STATED TASK:
Copy the listing from the line containing "form [(308, 57)]." through the end of the listing, renaming every "woman's" as "lady's" and leaving all else unchanged.

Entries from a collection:
------------------------------

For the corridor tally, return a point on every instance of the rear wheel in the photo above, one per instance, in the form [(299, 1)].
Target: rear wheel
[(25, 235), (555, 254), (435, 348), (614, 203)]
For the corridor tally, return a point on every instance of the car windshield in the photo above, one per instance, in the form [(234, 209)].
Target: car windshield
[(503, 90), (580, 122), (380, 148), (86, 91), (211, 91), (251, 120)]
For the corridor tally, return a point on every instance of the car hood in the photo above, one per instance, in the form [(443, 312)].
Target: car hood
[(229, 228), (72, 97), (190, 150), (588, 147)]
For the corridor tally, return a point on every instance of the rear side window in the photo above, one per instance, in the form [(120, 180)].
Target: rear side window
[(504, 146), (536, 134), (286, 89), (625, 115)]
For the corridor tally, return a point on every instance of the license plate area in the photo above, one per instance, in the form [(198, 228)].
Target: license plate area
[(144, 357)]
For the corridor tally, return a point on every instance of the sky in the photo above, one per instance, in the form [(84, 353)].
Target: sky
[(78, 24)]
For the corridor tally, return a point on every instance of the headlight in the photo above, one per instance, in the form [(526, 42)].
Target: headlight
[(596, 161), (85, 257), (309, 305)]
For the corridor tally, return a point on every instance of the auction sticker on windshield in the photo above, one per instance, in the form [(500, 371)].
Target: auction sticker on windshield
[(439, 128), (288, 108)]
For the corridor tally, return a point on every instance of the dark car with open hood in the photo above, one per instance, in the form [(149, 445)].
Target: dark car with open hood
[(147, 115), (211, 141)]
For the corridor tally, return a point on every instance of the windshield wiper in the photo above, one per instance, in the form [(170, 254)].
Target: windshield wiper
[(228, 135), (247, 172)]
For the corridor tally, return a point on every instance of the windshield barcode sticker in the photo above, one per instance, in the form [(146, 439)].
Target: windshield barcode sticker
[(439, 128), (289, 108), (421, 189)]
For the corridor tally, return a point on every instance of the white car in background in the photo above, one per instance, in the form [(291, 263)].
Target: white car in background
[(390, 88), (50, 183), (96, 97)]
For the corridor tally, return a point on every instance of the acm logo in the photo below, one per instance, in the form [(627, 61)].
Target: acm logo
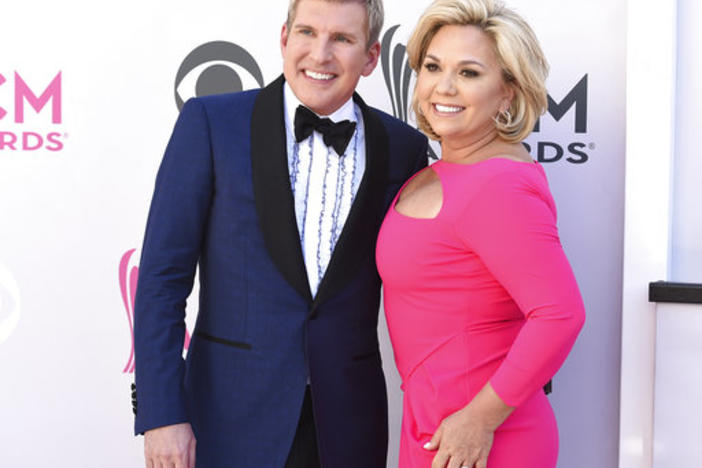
[(399, 77), (27, 136), (128, 276)]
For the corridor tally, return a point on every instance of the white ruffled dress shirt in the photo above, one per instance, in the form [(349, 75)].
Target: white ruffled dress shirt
[(324, 184)]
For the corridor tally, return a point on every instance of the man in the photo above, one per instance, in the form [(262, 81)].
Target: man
[(281, 210)]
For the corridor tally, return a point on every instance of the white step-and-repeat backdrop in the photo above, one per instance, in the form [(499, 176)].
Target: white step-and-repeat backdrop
[(89, 92)]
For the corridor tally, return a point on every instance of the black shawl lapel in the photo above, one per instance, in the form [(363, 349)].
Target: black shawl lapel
[(357, 239), (271, 183)]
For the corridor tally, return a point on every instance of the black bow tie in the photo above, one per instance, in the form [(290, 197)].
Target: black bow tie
[(337, 135)]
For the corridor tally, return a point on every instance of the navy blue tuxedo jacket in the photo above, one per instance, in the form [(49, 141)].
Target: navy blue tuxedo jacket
[(223, 201)]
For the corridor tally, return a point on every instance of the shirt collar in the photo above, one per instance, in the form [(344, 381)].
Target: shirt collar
[(345, 112)]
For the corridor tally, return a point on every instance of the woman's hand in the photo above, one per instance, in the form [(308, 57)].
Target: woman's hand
[(464, 438)]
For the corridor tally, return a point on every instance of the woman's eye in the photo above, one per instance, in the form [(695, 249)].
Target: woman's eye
[(469, 73)]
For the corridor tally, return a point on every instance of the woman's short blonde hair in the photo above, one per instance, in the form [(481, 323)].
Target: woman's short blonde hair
[(518, 52)]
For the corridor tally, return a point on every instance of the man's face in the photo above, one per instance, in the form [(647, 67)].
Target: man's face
[(325, 53)]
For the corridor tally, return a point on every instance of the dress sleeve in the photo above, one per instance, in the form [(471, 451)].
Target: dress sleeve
[(511, 226)]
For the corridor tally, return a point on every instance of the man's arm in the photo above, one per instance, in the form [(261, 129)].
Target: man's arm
[(174, 233)]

------------------------------

FULL OUTPUT:
For the corridor tally, return a point on every instance of the lady's hand in the photo above, one per instance, in the form [(308, 57)].
Target: lady's hand
[(464, 438)]
For the corridor tally, return a point on every instance of the lady's eye in the photo above, one per instance, in the form [(695, 249)].
Target: lady's eye
[(469, 73)]
For the corridor tally, return a point on every instance of the lady's short blonde hair in the photo above, one per instance, in the form [(481, 323)].
Target: lady's short blonde hair
[(518, 52)]
For the corridor tally, return a point on every instance of the man's face in the photo above, one per instance, in the form [(647, 67)].
Target: man's face
[(325, 53)]
For the corridor tally, return a point on every instance of the dress sleeve in the photo above, one per instance, in the form [(471, 451)].
Target: dress sleeve
[(511, 226)]
For the corridor tally, return a point on every instance of the man's arm in the photo above, one per instance, in the form [(261, 129)].
Target: man's arm
[(174, 233)]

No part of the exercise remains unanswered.